**What you have to do:**
Recast the records as a Markdown table with the columns Row and Line, one numbered row per line, from the start of the records through the line that contains "left=0, top=272, right=104, bottom=354". Omit blank lines and leave the pictures out.

**Data to use:**

☆ ☆ ☆ ☆

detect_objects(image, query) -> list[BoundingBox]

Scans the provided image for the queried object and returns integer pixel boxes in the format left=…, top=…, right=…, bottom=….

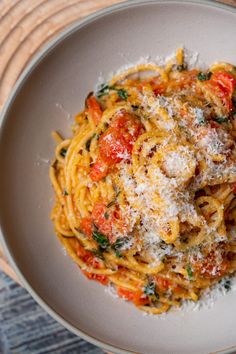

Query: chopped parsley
left=111, top=237, right=129, bottom=257
left=104, top=212, right=109, bottom=219
left=93, top=225, right=110, bottom=249
left=92, top=246, right=104, bottom=260
left=116, top=89, right=128, bottom=101
left=60, top=148, right=67, bottom=157
left=223, top=279, right=231, bottom=291
left=213, top=116, right=229, bottom=124
left=186, top=264, right=193, bottom=280
left=144, top=281, right=159, bottom=300
left=197, top=71, right=212, bottom=81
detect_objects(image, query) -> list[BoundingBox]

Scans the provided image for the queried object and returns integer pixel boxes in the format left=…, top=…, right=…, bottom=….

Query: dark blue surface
left=0, top=272, right=104, bottom=354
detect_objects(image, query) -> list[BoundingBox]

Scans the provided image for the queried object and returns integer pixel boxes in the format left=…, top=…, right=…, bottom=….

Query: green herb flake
left=92, top=246, right=104, bottom=260
left=213, top=116, right=229, bottom=124
left=197, top=71, right=212, bottom=81
left=96, top=84, right=110, bottom=98
left=186, top=264, right=193, bottom=280
left=93, top=225, right=110, bottom=249
left=104, top=212, right=109, bottom=219
left=224, top=279, right=232, bottom=291
left=85, top=133, right=96, bottom=151
left=116, top=89, right=128, bottom=101
left=111, top=237, right=129, bottom=258
left=63, top=189, right=69, bottom=195
left=60, top=148, right=67, bottom=157
left=144, top=281, right=159, bottom=300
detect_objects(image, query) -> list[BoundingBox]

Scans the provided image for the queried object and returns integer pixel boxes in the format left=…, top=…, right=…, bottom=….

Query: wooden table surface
left=0, top=0, right=236, bottom=282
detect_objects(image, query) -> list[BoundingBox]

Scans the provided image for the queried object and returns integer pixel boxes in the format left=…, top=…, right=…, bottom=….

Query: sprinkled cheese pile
left=115, top=85, right=236, bottom=263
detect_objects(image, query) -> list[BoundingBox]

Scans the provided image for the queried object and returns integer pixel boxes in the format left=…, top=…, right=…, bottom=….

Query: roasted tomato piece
left=194, top=244, right=229, bottom=279
left=99, top=112, right=142, bottom=166
left=86, top=96, right=102, bottom=125
left=89, top=159, right=109, bottom=182
left=79, top=217, right=92, bottom=237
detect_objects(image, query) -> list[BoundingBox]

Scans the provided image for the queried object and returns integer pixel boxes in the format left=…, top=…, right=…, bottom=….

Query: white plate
left=0, top=1, right=236, bottom=354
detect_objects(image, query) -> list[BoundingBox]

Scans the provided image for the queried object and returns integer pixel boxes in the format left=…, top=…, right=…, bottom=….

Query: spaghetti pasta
left=50, top=49, right=236, bottom=314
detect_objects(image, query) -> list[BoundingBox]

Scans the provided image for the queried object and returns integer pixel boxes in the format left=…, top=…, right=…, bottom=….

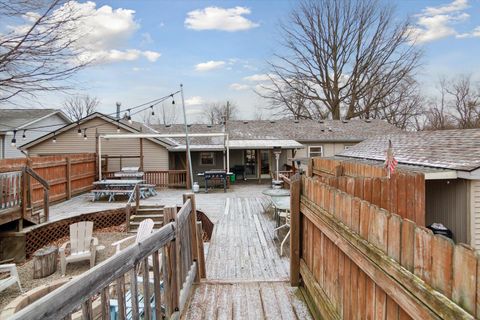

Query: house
left=20, top=112, right=172, bottom=172
left=151, top=119, right=401, bottom=180
left=0, top=109, right=70, bottom=159
left=339, top=129, right=480, bottom=249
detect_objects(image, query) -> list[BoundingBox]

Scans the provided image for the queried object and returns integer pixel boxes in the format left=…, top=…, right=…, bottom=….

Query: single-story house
left=151, top=119, right=402, bottom=180
left=0, top=109, right=70, bottom=159
left=20, top=112, right=173, bottom=172
left=339, top=129, right=480, bottom=249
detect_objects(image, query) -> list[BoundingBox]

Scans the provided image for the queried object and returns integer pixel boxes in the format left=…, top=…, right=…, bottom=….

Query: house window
left=200, top=152, right=215, bottom=166
left=308, top=146, right=323, bottom=158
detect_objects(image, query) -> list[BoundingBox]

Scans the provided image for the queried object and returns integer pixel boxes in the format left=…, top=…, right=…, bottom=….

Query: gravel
left=0, top=225, right=135, bottom=310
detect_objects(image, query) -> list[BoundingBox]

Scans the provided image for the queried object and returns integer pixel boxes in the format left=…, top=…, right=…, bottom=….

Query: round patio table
left=262, top=189, right=290, bottom=197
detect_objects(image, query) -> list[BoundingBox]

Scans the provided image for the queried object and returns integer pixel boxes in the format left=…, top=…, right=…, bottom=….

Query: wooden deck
left=184, top=197, right=311, bottom=319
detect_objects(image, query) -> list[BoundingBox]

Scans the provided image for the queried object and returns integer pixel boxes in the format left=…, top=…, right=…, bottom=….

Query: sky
left=3, top=0, right=480, bottom=122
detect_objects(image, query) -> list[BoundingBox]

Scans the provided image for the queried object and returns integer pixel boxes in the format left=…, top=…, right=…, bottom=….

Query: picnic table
left=92, top=179, right=144, bottom=202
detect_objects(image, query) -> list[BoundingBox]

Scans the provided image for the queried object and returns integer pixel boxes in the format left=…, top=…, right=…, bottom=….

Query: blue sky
left=8, top=0, right=480, bottom=120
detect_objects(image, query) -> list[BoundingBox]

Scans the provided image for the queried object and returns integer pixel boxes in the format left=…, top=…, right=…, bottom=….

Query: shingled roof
left=0, top=109, right=65, bottom=132
left=151, top=119, right=403, bottom=145
left=339, top=129, right=480, bottom=171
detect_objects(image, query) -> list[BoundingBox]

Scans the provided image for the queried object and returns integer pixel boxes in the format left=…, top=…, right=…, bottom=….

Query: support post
left=290, top=174, right=302, bottom=287
left=183, top=193, right=200, bottom=283
left=140, top=138, right=144, bottom=171
left=163, top=207, right=180, bottom=318
left=65, top=157, right=72, bottom=200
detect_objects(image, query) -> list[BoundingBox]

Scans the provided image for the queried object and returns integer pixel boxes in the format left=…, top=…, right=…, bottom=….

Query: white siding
left=28, top=118, right=168, bottom=171
left=470, top=180, right=480, bottom=250
left=5, top=114, right=68, bottom=158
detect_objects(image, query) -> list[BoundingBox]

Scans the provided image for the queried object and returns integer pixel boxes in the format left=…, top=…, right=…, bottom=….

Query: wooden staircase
left=128, top=205, right=164, bottom=233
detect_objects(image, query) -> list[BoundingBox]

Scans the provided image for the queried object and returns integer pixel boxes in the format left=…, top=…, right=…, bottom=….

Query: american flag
left=385, top=140, right=398, bottom=178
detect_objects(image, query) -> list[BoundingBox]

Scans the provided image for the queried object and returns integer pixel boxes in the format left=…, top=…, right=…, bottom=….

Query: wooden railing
left=10, top=194, right=205, bottom=320
left=290, top=162, right=480, bottom=319
left=103, top=170, right=187, bottom=188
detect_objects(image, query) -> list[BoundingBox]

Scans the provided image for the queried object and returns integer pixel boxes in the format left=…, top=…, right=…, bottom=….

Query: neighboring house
left=339, top=129, right=480, bottom=249
left=0, top=109, right=70, bottom=159
left=152, top=119, right=402, bottom=180
left=20, top=112, right=172, bottom=171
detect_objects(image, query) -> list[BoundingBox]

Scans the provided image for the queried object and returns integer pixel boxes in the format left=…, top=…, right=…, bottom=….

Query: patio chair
left=273, top=210, right=290, bottom=256
left=0, top=263, right=23, bottom=292
left=112, top=219, right=154, bottom=254
left=59, top=221, right=104, bottom=276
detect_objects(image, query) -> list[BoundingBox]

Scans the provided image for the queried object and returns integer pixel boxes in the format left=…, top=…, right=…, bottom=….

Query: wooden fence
left=10, top=194, right=205, bottom=320
left=309, top=158, right=425, bottom=226
left=290, top=161, right=480, bottom=319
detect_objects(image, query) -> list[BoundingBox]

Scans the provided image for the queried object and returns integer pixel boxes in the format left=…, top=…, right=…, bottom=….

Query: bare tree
left=262, top=0, right=421, bottom=119
left=63, top=95, right=100, bottom=121
left=0, top=0, right=89, bottom=103
left=203, top=101, right=238, bottom=124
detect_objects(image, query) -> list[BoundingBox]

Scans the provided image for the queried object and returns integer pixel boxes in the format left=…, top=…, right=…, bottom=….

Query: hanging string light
left=12, top=130, right=17, bottom=147
left=127, top=109, right=133, bottom=124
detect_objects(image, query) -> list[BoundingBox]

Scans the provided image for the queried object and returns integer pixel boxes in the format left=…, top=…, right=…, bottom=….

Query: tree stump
left=33, top=246, right=58, bottom=279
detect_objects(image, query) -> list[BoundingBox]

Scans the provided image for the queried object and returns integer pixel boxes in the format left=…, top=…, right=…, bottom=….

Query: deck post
left=183, top=193, right=200, bottom=283
left=163, top=207, right=180, bottom=318
left=290, top=174, right=302, bottom=287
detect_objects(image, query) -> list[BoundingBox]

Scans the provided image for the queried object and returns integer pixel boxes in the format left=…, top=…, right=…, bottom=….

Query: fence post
left=66, top=157, right=72, bottom=200
left=163, top=207, right=180, bottom=318
left=183, top=193, right=200, bottom=283
left=290, top=174, right=302, bottom=287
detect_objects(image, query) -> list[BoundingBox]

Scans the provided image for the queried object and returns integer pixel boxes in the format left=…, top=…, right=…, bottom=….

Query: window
left=308, top=146, right=323, bottom=158
left=200, top=152, right=215, bottom=166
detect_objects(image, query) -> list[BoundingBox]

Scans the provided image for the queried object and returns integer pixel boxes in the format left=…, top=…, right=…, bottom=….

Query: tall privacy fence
left=291, top=159, right=480, bottom=319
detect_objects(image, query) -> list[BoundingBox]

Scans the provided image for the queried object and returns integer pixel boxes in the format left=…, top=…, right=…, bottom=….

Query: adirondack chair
left=59, top=221, right=100, bottom=276
left=112, top=219, right=154, bottom=254
left=0, top=263, right=23, bottom=292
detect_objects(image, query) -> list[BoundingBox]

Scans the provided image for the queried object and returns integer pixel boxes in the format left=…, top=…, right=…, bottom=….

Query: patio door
left=244, top=149, right=257, bottom=179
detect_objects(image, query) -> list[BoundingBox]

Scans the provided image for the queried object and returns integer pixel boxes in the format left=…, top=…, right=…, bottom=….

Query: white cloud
left=410, top=0, right=470, bottom=43
left=243, top=73, right=270, bottom=82
left=185, top=96, right=205, bottom=106
left=14, top=1, right=160, bottom=63
left=185, top=7, right=259, bottom=32
left=195, top=60, right=226, bottom=72
left=230, top=83, right=250, bottom=91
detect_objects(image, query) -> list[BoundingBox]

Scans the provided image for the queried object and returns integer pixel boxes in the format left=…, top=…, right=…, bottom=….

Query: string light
left=12, top=130, right=17, bottom=147
left=127, top=109, right=133, bottom=124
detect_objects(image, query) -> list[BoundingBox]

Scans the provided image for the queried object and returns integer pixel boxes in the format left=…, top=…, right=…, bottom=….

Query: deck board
left=183, top=197, right=312, bottom=319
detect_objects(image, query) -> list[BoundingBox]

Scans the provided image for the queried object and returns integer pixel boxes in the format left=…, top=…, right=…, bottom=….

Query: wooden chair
left=0, top=263, right=23, bottom=292
left=59, top=221, right=104, bottom=276
left=112, top=219, right=154, bottom=253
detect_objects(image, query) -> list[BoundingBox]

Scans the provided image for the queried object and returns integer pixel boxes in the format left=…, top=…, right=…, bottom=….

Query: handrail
left=10, top=223, right=175, bottom=320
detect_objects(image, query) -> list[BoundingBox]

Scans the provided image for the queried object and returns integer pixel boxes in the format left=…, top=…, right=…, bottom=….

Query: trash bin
left=427, top=222, right=453, bottom=239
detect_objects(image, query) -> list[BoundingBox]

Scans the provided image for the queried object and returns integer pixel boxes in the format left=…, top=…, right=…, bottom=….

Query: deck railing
left=11, top=194, right=205, bottom=320
left=102, top=170, right=187, bottom=188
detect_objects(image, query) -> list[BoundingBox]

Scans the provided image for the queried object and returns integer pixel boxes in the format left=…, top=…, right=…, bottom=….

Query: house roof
left=20, top=112, right=175, bottom=149
left=0, top=109, right=70, bottom=132
left=150, top=119, right=402, bottom=145
left=339, top=129, right=480, bottom=171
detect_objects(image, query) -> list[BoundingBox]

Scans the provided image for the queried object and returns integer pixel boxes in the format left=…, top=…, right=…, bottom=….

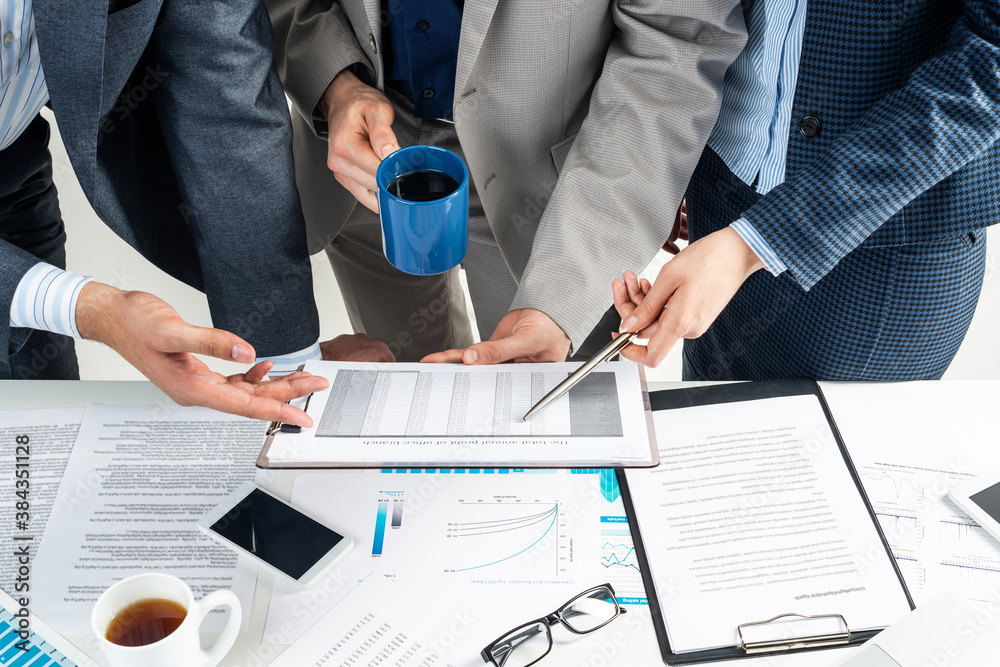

☆ ☆ ☆ ☆

**Answer to this task:**
| Row | Line |
|---|---|
| 1 | detect_objects(image, query) -> list[BoundingBox] |
| 2 | Scans the provided image for the queried object and returns integer pixel boxes in the format left=…, top=…, right=…, bottom=…. |
| 3 | Query: chopped parsley |
| 4 | left=111, top=237, right=129, bottom=257 |
| 5 | left=104, top=212, right=109, bottom=219 |
| 6 | left=93, top=225, right=110, bottom=249 |
| 7 | left=92, top=246, right=104, bottom=260 |
| 8 | left=116, top=89, right=128, bottom=101 |
| 9 | left=60, top=148, right=67, bottom=157 |
| 10 | left=223, top=279, right=231, bottom=291 |
| 11 | left=213, top=116, right=229, bottom=124 |
| 12 | left=186, top=264, right=193, bottom=280 |
| 13 | left=144, top=281, right=159, bottom=300 |
| 14 | left=197, top=71, right=212, bottom=81 |
| 15 | detect_objects(image, query) -> list[BoundingBox] |
| 16 | Scans the provided image for the queried object and returns integer pixel boxes in the format left=…, top=…, right=…, bottom=…. |
| 17 | Query: dark blue surface |
| 18 | left=0, top=272, right=104, bottom=354 |